Groups and participants

In this study, 32 healthy, right-handed and native German speaking adults (9 male) aged between 20.8 and 33.9 years participated, and completed the experiment which included a training session nested within two EEG recordings and a behavioral follow-up session. None of the participants reported a history of neurological or psychiatric disorders (aside from one participant who reported to have attention-deficit hyperactivity disorder in childhood) and none had any knowledge of a foreign writing system (Japanese, Chinese, Indian fonts).

The 32 participants were assigned to two groups (see Table 1) matched for age, sex, word, pseudoword (SLRT-II; Moll & Landerl, 2010) and sentence (SLS; Auer, Gruber, Mayringer, & Wimmer, 2005) reading scores (for all p > .15) and learned to associate 12 Japanese or Chinese characters with either spoken syllables (syllable training group ST) or whole words (word training group WT).

Table 1.

Demographic data, behavioural data on reading competence, training and EEG task performance.

	Syllable–training group (ST)	Word–training group (WT)	t test	Effect size
Variables	M (SD)	M (SD)	p	Cohen’s d
Behavioural and demographic measures
Trained script Japanese:Chinese (n)	10:6	8:8
Sex (female:male)	13:3	10:6
Age (years)	26.6 (3.2)	25.8 (3.7)	.526	−0.231
Interval EEG-Follow-up (days)	7.6 (1.6)	7.5 (1.3)	.810	−0.069
Training duration (min)	50.9 (13.0)	39.3 (7.3)	.004	−1.1
Word reading (SLRT-II) fluency^a	129.0 (16.0)	124.0 (14.0)	.348	−0.333
Pseudoword reading (SLRT-II) fluency^a	83.0 (19.0)	82.0 (15.0)	.777	−0.058
Sentence reading (SLS)^b	57.0 (10.0)	53.0 (10.0)	.178	−0.4
EEG session performance
Training (% correct)	96.1 (5.0)	99.6 (11.0)	.013	0.41
EEG Task, Pre hits (%)	92.3 (8.7)	91.1 (6.9)	.675	−0.153
EEG Task, Pre false-alarms (%)	4.7 (3.6)	4.4 (2.5)	.780	−0.097
EEG Task, Pre omissions (%)	7.7 (8.7)	5.6 (6.9)	.675	−0.267
EEG Task, Pre RT (ms)	523.3 (82.2)	521.3 (69.9)	.165	−0.026
EEG Task, Post hits (%)	90.2 (7.6)	85.3 (11.6)	.722	−0.5
EEG Task, Post false-alarms (%)	3.9 (2.0)	3.1 (1.8)	.258	−0.42
EEG Task, Post omissions (%)	9.8 (7.6)	14.7 (11.6)	.165	0.5
EEG Task, Post RT (ms)	530.3 (74.2)	545.2 (87.6)	.609	0.184
Performance in follow-up session
Training performance follow-up (% correct)	89.1 (0.8)	94.2 (7.3)	.133	0.982
Discrimination Task 1 hits (% correct)	94.8 (7.4)	94.8 (8.5)	1.000	0
Discrimination Task 1 time (s)	31.7 (20.1)	31.4 (12.0)	.966	−0.015
Discrimination Task 2 hits (% correct)	97.4 (4.0)	96.3 (7.4)	.625	−0.185
Discrimination Task 2 time (s)	89.3 (74.2)	80.9 (31.9)	.681	−0.147

Note. ^aNumber of correctly read items per minute.
------------------------------------------------
# WHAT YOU NEED TO DO:
• a. From the participants section of the study, print everything from "The 32 participants" down to "training group WT).".
• b. In the participants section of the study, what was the age range of the adults who took part?
• c. Write the next part of the participants section of the study, starting after its final line.

Lines of data:
------------------------------------------------
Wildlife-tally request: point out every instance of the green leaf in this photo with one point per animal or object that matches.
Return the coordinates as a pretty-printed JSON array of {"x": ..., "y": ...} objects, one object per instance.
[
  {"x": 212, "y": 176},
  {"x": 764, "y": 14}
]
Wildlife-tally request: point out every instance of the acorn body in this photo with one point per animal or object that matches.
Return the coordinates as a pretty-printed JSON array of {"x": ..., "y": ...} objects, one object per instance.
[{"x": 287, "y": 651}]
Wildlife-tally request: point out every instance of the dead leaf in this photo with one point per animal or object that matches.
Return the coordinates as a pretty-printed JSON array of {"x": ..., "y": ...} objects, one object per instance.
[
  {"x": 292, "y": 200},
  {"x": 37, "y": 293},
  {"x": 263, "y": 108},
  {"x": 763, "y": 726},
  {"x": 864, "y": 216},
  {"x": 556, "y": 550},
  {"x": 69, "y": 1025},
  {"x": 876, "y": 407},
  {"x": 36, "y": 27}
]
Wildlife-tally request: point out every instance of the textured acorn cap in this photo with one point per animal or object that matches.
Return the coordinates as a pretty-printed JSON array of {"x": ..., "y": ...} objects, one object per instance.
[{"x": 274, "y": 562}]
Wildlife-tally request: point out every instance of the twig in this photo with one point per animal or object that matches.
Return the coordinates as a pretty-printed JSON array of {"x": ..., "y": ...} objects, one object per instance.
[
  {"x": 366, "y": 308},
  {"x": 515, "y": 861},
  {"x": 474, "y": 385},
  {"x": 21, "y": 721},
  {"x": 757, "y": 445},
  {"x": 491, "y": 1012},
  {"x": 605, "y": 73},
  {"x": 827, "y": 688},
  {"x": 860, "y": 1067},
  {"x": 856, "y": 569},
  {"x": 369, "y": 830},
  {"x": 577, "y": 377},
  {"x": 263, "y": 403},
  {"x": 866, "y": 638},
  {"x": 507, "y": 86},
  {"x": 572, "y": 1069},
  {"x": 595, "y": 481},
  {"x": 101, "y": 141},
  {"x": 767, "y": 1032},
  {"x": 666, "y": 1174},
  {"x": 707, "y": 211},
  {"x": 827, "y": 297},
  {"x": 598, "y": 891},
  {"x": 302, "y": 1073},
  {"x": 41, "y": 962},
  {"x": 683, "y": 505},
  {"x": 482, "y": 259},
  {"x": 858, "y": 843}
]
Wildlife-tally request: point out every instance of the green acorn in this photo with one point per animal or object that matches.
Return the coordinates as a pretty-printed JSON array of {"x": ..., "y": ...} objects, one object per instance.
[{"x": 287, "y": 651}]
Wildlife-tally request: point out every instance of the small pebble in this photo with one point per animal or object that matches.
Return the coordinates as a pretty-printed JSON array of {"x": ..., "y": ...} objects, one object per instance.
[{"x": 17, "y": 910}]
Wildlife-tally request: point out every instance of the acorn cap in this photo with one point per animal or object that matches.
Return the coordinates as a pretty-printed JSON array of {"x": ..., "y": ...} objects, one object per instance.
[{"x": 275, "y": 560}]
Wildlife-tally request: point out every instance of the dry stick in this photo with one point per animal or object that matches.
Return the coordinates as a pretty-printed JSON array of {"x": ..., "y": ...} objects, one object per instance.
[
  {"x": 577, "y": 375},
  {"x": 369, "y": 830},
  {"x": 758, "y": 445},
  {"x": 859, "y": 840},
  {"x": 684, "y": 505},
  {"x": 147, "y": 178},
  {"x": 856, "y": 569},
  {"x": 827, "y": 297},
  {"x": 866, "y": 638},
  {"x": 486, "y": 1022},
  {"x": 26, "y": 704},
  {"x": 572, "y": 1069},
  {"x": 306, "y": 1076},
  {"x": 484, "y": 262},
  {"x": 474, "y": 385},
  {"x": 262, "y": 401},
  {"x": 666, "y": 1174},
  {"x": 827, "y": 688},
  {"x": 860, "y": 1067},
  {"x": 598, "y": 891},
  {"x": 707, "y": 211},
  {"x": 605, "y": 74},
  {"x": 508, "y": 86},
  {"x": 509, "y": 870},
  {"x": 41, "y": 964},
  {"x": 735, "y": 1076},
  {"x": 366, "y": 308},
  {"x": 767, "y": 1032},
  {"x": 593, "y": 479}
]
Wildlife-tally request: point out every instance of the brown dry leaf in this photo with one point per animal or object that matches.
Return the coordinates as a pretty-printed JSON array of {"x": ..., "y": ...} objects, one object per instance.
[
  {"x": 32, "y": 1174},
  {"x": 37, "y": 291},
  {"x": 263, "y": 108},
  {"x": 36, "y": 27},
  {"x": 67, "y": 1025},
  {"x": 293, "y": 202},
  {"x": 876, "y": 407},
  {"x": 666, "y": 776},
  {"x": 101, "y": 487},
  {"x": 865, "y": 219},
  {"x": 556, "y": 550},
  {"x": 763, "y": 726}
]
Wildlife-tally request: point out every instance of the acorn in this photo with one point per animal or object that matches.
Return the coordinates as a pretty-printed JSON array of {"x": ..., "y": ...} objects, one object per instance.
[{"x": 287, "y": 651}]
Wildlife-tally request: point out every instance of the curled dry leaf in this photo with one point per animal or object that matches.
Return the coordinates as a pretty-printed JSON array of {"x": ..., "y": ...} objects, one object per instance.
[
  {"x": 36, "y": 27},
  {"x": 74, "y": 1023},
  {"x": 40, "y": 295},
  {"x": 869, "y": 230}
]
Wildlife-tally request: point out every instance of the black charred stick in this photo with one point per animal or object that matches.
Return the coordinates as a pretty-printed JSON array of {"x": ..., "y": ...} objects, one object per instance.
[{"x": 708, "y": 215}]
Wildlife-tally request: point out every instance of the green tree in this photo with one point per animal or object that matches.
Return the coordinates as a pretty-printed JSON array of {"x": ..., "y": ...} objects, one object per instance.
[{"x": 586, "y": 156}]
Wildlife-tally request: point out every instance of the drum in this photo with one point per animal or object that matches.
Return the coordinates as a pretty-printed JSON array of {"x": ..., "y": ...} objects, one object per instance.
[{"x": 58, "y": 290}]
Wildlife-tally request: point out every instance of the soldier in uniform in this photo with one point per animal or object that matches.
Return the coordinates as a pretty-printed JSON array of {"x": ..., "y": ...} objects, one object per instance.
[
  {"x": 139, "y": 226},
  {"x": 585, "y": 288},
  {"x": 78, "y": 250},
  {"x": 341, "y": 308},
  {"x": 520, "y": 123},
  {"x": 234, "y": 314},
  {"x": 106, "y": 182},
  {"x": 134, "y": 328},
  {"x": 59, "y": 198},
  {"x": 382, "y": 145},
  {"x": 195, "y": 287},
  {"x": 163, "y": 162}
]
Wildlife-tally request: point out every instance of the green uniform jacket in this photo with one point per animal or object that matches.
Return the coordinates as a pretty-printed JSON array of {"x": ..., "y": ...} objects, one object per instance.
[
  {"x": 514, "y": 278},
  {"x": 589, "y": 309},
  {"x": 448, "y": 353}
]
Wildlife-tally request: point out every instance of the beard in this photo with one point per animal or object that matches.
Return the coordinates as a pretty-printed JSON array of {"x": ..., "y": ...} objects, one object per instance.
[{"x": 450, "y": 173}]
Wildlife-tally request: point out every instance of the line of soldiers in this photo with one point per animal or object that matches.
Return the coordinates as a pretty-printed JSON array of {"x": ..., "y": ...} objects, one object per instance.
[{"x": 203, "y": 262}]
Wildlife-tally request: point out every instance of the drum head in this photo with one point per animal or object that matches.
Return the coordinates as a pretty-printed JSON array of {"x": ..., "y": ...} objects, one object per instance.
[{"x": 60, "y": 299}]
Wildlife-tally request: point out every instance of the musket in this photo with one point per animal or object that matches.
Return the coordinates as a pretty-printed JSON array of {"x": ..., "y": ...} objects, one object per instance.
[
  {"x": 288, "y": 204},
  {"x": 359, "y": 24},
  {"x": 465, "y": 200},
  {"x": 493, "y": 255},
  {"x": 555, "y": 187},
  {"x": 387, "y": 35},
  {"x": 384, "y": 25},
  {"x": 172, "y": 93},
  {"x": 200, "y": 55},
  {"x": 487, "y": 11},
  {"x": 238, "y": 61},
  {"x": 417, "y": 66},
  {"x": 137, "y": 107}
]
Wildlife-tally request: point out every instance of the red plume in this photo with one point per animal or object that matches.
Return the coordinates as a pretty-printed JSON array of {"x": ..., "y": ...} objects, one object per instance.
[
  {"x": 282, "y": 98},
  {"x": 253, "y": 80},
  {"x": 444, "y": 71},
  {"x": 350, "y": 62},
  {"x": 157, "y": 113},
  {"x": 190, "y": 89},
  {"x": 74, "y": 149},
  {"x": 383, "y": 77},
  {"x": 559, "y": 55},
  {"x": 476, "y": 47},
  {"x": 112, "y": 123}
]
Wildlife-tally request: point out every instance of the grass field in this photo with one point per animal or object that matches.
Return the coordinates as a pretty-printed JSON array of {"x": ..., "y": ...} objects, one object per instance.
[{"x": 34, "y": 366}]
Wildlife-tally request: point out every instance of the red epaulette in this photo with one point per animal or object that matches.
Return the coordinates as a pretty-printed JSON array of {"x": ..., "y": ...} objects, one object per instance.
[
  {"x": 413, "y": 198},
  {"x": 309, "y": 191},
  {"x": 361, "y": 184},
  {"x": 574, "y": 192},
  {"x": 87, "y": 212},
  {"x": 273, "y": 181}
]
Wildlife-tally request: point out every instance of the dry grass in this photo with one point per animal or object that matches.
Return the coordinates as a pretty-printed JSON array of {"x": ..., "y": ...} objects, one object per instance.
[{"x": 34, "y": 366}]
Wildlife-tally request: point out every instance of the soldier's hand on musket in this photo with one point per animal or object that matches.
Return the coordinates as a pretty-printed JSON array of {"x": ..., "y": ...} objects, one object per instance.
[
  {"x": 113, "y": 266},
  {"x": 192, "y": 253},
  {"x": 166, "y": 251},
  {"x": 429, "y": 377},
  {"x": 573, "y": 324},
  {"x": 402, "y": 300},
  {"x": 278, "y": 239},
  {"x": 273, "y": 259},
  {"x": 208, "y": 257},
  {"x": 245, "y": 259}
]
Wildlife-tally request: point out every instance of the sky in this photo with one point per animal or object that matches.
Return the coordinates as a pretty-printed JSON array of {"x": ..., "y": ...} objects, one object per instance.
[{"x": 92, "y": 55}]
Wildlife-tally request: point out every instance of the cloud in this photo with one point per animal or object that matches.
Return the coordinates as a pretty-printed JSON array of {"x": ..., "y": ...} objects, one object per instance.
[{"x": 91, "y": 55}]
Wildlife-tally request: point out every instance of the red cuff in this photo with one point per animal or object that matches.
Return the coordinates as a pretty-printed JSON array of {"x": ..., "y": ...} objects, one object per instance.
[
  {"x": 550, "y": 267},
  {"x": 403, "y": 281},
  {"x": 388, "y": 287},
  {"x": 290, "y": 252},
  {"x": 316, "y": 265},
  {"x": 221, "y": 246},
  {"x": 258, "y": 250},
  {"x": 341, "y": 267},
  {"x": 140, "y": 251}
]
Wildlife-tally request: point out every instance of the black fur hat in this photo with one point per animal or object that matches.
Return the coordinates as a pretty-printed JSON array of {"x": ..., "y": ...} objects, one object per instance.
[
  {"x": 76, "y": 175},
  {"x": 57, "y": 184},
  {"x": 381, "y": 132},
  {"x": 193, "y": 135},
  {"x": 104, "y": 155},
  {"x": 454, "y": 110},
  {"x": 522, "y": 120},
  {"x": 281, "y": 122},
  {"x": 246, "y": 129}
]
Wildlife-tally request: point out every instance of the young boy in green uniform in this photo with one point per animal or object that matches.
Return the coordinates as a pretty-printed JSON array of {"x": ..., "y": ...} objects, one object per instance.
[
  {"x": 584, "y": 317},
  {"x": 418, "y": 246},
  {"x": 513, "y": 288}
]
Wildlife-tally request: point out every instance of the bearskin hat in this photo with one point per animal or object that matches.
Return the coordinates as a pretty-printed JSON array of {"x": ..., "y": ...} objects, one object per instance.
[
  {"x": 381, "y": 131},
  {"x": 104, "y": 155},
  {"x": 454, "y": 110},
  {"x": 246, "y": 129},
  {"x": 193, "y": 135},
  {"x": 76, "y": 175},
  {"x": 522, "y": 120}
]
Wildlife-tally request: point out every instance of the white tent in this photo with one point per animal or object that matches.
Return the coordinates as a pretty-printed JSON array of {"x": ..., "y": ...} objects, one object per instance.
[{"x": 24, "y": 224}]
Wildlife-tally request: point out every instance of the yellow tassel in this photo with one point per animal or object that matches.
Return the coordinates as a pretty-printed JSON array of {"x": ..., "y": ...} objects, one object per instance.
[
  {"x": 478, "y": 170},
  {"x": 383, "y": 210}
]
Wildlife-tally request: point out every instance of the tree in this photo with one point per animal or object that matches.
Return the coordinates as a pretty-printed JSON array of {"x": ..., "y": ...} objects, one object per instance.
------------------------------------------------
# ANSWERS PROVIDED:
• a.
The 32 participants were assigned to two groups (see Table 1) matched for age, sex, word, pseudoword (SLRT-II; Moll & Landerl, 2010) and sentence (SLS; Auer, Gruber, Mayringer, & Wimmer, 2005) reading scores (for all p > .15) and learned to associate 12 Japanese or Chinese characters with either spoken syllables (syllable training group ST) or whole words (word training group WT).

• b. They were aged between 20.8 and 33.9 years.

• c.
^bNumber of correctly read sentences in three minutes.

All participants received a present (5–40 CHF) for their participation and provided written informed consent to the study approved by the local ethics commission.

The study was divided into two sessions. In the first session, the EEG was recorded before and after training character–syllable or character–word associations. The same visual and audiovisual tasks were performed before and after the computerized training of foreign characters. Here, we focus on the results of the implicit visual character processing task.

Approximately 1 week (mean 8 ± 1 days, range: 6–12 days) later, a follow-up session of behavioral assessments was conducted. The test battery included speeded word, pseudoword and sentence reading tests (Auer, Gruber, Mayringer, & Wimmer, 2005; Moll & Landerl, 2010) to assess the reading skills in the participants’ native language. To examine sustained training effects, the participants were additionally tested for the learned characters using two versions of a visual character recognition and discrimination task. In the first task, participants had to mark as quickly as possible those 12 characters in a list of 48 characters (novel and learned Chinese and Japanese intermixed) that they had learned. In the second, simpler task, participants again marked the 12 learned items, but now in a list of 24 items (containing only characters of the learned font, but novel and learned characters intermixed). The accuracy and time to complete these tasks were recorded. At the end of the follow-up assessment, the same test level of the computerized training game used to derive learning performance at the end of the training session was repeated.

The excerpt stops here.